STATED TASK: Please recast all the items below as a numbered list, one line per entry, leaving out any blank lines.

Dataset excerpt:
=======

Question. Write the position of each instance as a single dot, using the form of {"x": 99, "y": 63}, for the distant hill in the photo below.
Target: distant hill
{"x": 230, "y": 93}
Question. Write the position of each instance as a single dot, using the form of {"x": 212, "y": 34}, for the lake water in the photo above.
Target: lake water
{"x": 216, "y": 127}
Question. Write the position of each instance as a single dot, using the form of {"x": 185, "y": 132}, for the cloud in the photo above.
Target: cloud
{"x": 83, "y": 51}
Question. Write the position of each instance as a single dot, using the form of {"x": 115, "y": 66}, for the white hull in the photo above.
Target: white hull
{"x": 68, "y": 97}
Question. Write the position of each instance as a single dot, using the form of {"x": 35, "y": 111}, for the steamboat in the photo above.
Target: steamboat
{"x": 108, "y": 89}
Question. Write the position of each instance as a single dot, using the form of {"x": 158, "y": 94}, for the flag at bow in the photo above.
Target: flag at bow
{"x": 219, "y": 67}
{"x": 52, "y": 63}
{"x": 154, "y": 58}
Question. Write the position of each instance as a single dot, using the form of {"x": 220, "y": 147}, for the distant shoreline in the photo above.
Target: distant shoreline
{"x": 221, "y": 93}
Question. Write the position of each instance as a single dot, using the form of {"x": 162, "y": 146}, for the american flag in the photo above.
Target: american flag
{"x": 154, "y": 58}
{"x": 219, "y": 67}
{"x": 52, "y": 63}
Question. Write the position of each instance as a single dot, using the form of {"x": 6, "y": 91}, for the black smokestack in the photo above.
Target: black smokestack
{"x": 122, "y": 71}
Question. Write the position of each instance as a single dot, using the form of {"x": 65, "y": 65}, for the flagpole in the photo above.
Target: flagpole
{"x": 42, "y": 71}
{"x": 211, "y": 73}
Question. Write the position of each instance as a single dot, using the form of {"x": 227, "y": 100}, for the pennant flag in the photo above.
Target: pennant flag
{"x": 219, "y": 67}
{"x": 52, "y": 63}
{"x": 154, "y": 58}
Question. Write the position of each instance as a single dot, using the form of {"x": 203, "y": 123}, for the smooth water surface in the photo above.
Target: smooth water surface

=======

EXERCISE SOLUTION:
1. Question. Write the position of each instance as a single dot, using the form of {"x": 99, "y": 63}, for the distant hill in the photo below.
2. Target: distant hill
3. {"x": 230, "y": 93}
4. Question. Write the position of each instance as a single dot, using the form of {"x": 212, "y": 34}, for the lake water in the photo above.
5. Target: lake water
6. {"x": 216, "y": 127}
7. Question. Write the position of each instance as a single dot, using the form of {"x": 185, "y": 132}, for the cloud in the photo above.
8. Target: cloud
9. {"x": 83, "y": 51}
10. Question. Write the position of each instance as a single dot, using the form of {"x": 115, "y": 66}, for the white hull in the photo above.
11. Target: white hull
12. {"x": 68, "y": 97}
13. Question. Write the position of each instance as a single dot, using the form of {"x": 35, "y": 111}, for the steamboat in the photo above.
14. Target: steamboat
15. {"x": 108, "y": 89}
16. Question. Write the position of each instance as a single dot, using the form of {"x": 158, "y": 94}, for the flag at bow in the photo above.
17. Target: flag at bow
18. {"x": 219, "y": 67}
19. {"x": 52, "y": 63}
20. {"x": 154, "y": 58}
21. Question. Write the position of each instance as a single dot, using the form of {"x": 220, "y": 147}, for the distant shoreline in the photo above.
22. Target: distant shoreline
23. {"x": 221, "y": 93}
24. Question. Write the position of each instance as a single dot, using the form of {"x": 162, "y": 146}, for the american flag in the photo above.
25. Target: american flag
26. {"x": 154, "y": 58}
27. {"x": 219, "y": 67}
28. {"x": 52, "y": 63}
29. Question. Write the position of each instance as a single dot, using the form of {"x": 6, "y": 91}, for the black smokestack in the photo above.
30. Target: black smokestack
31. {"x": 122, "y": 71}
32. Question. Write the position of each instance as a single dot, using the form of {"x": 65, "y": 65}, for the flagpole in the photo above.
33. Target: flagpole
34. {"x": 42, "y": 71}
35. {"x": 211, "y": 73}
36. Question. Write the position of each instance as a single dot, using the form of {"x": 227, "y": 100}, for the pennant flag in the photo above.
37. Target: pennant flag
38. {"x": 219, "y": 67}
39. {"x": 52, "y": 63}
40. {"x": 154, "y": 58}
41. Question. Write the position of each instance as a single dot, using the form of {"x": 203, "y": 123}, for the smooth water surface in the photo above.
42. Target: smooth water surface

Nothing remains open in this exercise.